Given request A: In the goat essay, which cans' labels will goats refuse to eat?

-------- Text to read

Tuesday, April 15, 2014

Dubious Panegyric

Another one of Rixford Knight's articles from the Atlantic, and a couple more photographs. My father was particularly fond of the line "I'd walk a mile to kick a goat."




Dubious Panegyric

by Rixford Knight


The poor man's cow is a sensitive index to business conditions because, when things get tough, lots of people begin to think about getting a goat. Correlation is inverse, of course – the more goats the less business.

Possession of a goat may also be an indication of intellectuality. Even in dire circumstances, only a person of considerable originality would think of getting a goat. Several of my friends have goats and they are all originals.

We may have something here, and I hope so because I have been rationalizing for years trying to justify my keeping a goat. I have hitched her to a wagon, taught her tricks, eaten her progeny, and milked her, and have not yet found a reasonable basis on which to excuse my ownership of her.

Whatever it indicates, the goat population in Vermont is on the increase. People are becoming "goat conscious." I have this from the lady who sold me my goat and who wished me to understand that the expression meant that the demand for goats was increasing, and that her price was not unreasonable.

Another goat dealer whom I interviewed assured me that once I had kept a goat I would never be without one. I can appreciate this too, because once you have a goat it is very hard to get rid of her. There are sound economic reasons why it is hard to dispose of a goat, but there are other reasons also. It is hard to love a cow, who has no personality and does nothing but give milk, but a goat abounds in personality and becomes as much a part of the family as a mischievous dog – even more than a dog, because a goat's capacity for mischief far exceeds a dog's.

Legend has it that goats will eat tin cans, but this is not so. They will eat only the labels from tin cans, and even here they are fastidious and will not eat the labels from corned-beef cans. This is not out of sympathy for a sister ruminant, because they will eat dried beef scraps if the scraps are salted.

A goat likes apples but will not accept one from which you have first taken a bite. She will accept it, however, after the offending portion has been cut off with a knife, provided the knife has not previously been used to slice plug tobacco. A goat does not dislike tobacco, because she will eat cigarettes. I know one poor woman who denied herself a package of cigarettes a day in order to feed them to her goat who loved them so. The goat is dead and the poor woman is still alive – but this does not mean that cigarettes were bad for the goat that her deprivation of them was good for the woman because the woman is in better health now than when the goat was alive.

It is said that goat meat tastes like mutton, but this has not been our experience. We could not eat it, and neither would the dog or the cat. On the other hand, some mutton that we bought tasted just like goat and yet we ate it, and so did the cat, but not the dog. Once we were given meat which was said to be goat and tasted like beef. We ate it gratefully and said nothing to anyone about the bullet we found in it. The dog and cat watched reproachfully while we ate.

People who keep goats are even more interesting than the goats themselves. Not all peculiar people keep goats, but all people who keep goats are peculiar. This does not apply to foreigners, but it applies without fail to Americans not brought up in the goat tradition.

----------------
-------- Input data

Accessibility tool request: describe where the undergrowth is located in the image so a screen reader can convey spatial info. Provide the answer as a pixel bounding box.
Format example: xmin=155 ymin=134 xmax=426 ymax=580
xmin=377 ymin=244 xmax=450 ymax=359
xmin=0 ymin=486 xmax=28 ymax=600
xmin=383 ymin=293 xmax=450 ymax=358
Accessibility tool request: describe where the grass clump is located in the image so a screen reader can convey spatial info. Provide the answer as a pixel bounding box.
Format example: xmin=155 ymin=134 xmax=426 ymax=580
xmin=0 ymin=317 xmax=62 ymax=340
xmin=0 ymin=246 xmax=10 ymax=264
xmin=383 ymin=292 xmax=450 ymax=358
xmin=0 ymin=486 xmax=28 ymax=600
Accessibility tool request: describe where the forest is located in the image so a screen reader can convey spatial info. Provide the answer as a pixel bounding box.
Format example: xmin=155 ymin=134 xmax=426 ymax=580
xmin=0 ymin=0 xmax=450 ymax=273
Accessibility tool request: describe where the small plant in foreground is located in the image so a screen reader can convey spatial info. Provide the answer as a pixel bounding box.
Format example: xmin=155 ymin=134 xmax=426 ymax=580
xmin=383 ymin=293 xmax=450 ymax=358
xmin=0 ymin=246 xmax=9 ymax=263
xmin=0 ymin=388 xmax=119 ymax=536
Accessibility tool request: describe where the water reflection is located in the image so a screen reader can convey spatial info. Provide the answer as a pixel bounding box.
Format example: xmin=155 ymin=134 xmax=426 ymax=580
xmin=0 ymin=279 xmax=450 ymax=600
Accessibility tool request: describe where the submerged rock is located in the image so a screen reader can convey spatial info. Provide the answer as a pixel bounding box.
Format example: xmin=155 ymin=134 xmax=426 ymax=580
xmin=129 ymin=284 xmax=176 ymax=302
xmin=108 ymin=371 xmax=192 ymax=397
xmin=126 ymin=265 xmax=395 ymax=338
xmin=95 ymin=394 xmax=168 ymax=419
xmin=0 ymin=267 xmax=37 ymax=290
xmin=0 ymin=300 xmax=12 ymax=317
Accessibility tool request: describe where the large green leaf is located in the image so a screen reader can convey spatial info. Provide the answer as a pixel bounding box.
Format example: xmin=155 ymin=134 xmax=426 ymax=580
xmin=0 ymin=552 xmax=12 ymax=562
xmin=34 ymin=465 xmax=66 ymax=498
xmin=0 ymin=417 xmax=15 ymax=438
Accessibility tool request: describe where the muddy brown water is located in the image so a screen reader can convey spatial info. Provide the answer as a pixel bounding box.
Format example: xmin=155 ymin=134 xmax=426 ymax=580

----------------

Given request B: Please reproduce the stretch of the records from the line containing "Accessibility tool request: describe where the large" through the end of the records, substituting "Sample format" for "Format example" and leaving everything else unchanged.

Full output A: Goats will not eat the labels from corned-beef cans.

Full output B:
Accessibility tool request: describe where the large green leaf is located in the image so a screen reader can convey spatial info. Provide the answer as a pixel bounding box.
Sample format: xmin=155 ymin=134 xmax=426 ymax=580
xmin=0 ymin=552 xmax=12 ymax=562
xmin=34 ymin=465 xmax=66 ymax=498
xmin=0 ymin=417 xmax=15 ymax=438
Accessibility tool request: describe where the muddy brown water is located in the image so a screen reader can convey spatial info. Provide the answer as a pixel bounding box.
Sample format: xmin=155 ymin=134 xmax=426 ymax=580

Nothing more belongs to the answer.